• [What the exercise asks] Return the records from the first line through the line containing "Target = eyebrow", and leave out the pictures.
━━ Data
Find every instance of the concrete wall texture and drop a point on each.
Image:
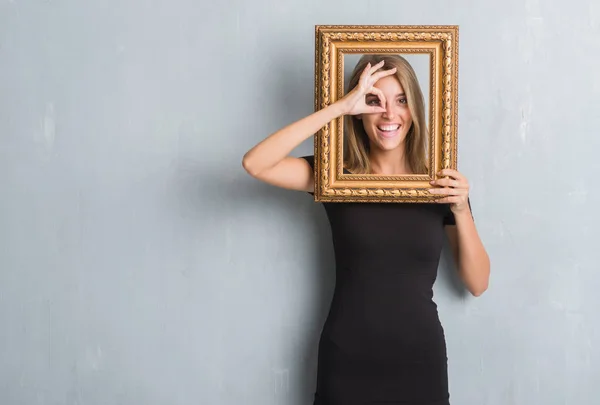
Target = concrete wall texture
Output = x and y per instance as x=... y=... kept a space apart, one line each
x=139 y=263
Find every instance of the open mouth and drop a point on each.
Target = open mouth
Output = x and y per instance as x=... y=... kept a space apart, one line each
x=388 y=131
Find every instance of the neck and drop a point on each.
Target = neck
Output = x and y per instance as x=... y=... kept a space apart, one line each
x=391 y=162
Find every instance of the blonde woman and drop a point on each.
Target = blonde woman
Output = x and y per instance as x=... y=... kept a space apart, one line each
x=382 y=341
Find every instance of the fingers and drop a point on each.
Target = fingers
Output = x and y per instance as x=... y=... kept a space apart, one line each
x=382 y=74
x=448 y=182
x=452 y=173
x=375 y=68
x=448 y=191
x=380 y=96
x=450 y=200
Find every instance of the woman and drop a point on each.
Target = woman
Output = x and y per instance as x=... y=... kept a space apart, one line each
x=382 y=341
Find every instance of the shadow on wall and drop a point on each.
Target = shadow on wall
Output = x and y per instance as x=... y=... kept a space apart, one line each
x=209 y=197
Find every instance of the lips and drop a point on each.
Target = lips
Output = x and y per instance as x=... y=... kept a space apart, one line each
x=388 y=130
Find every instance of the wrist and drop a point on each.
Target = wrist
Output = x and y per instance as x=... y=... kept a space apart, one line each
x=339 y=108
x=461 y=214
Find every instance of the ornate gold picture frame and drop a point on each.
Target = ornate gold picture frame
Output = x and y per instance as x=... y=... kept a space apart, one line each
x=333 y=43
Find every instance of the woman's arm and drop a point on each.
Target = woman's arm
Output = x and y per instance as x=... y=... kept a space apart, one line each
x=470 y=256
x=269 y=160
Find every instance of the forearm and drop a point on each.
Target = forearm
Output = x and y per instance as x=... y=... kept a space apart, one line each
x=280 y=144
x=473 y=260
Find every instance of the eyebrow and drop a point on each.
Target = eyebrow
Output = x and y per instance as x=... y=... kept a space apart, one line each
x=375 y=95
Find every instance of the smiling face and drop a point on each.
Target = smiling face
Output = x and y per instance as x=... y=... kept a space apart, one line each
x=387 y=131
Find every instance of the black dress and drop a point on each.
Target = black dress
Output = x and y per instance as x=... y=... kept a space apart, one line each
x=382 y=342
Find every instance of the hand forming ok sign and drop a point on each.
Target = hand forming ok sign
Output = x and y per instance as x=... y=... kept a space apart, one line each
x=354 y=102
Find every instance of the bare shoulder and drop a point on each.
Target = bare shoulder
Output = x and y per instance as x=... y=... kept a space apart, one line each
x=293 y=173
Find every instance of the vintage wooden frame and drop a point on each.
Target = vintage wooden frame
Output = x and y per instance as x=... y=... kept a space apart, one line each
x=331 y=43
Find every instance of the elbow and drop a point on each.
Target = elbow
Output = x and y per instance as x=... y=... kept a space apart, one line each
x=248 y=166
x=478 y=292
x=480 y=286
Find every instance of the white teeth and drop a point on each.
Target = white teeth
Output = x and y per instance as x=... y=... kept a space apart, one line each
x=389 y=127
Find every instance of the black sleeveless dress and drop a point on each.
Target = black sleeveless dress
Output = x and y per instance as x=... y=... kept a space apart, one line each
x=382 y=342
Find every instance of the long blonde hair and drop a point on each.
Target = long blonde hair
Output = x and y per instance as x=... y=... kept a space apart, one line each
x=356 y=147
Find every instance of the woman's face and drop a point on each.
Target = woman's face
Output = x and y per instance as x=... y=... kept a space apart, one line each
x=387 y=131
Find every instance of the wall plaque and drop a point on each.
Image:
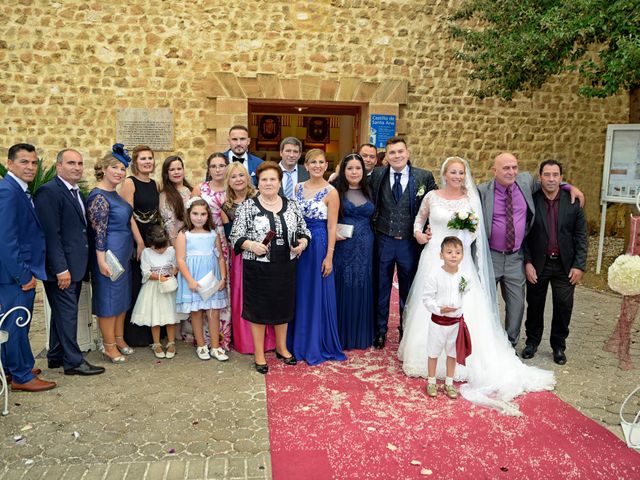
━━━━
• [Answer]
Find every instance of the concrete wall texture and drop a point on each.
Image:
Target = concrete wall texture
Output = x and y per instance as x=... y=... kept a space apart, one line each
x=139 y=263
Find every instance of the open mouth and drop a point on each.
Target = open mouth
Output = x and y per instance as x=... y=... kept a space apart, one line each
x=388 y=131
Find every instance of the neck and drop a point on each.
Target = neck
Output = x and y per instance as x=... y=... kept a space apart, one line each
x=391 y=162
Find every instance of the blonde woman and drop a point on each.
Target = blonde woman
Output = x and y per instance as x=... y=... kept a space apart, one line each
x=382 y=341
Find every instance of the fingers and drop a point on each.
Target = fingers
Output = x and y per instance as x=... y=... kept a space apart, one line each
x=382 y=74
x=448 y=182
x=452 y=173
x=375 y=68
x=448 y=191
x=380 y=96
x=450 y=200
Find every instance of the woman and drop a point on each.
Target = woman
Output = x and y per instance as x=... y=... kept a space apart, one line each
x=382 y=341
Find every instance of the shadow on wall and drop a point on each.
Target = shadow on wall
Output = x and y per instance as x=... y=... kept a space apart, one line each
x=209 y=197
Find every instance of the lips and drop a point on each.
Target = lips
Output = x and y per instance as x=... y=... kept a space apart, one line each
x=388 y=130
Find every instance of the wrist and drop a point on each.
Target = wrist
Output = x and y per instance as x=... y=... kept a space apart, one line each
x=339 y=108
x=461 y=214
Find every instance of the ornate gold picture frame and drop a point on each.
Target = ornate gold picture frame
Output = x and y per instance as x=... y=... kept a space apart, one line each
x=333 y=43
Find every instance of the woman's arm and drop a point on each.
Target = woman's arm
Output = x and y per instance as x=... y=... kept a space apart, one line each
x=470 y=256
x=269 y=160
Find every instance of the forearm and drop a point on each.
Target = forearm
Output = x and y per instance as x=... y=... kept a space apart, one line each
x=280 y=144
x=473 y=260
Find every instance of the eyebrow and drop a point on each.
Target = eyebrow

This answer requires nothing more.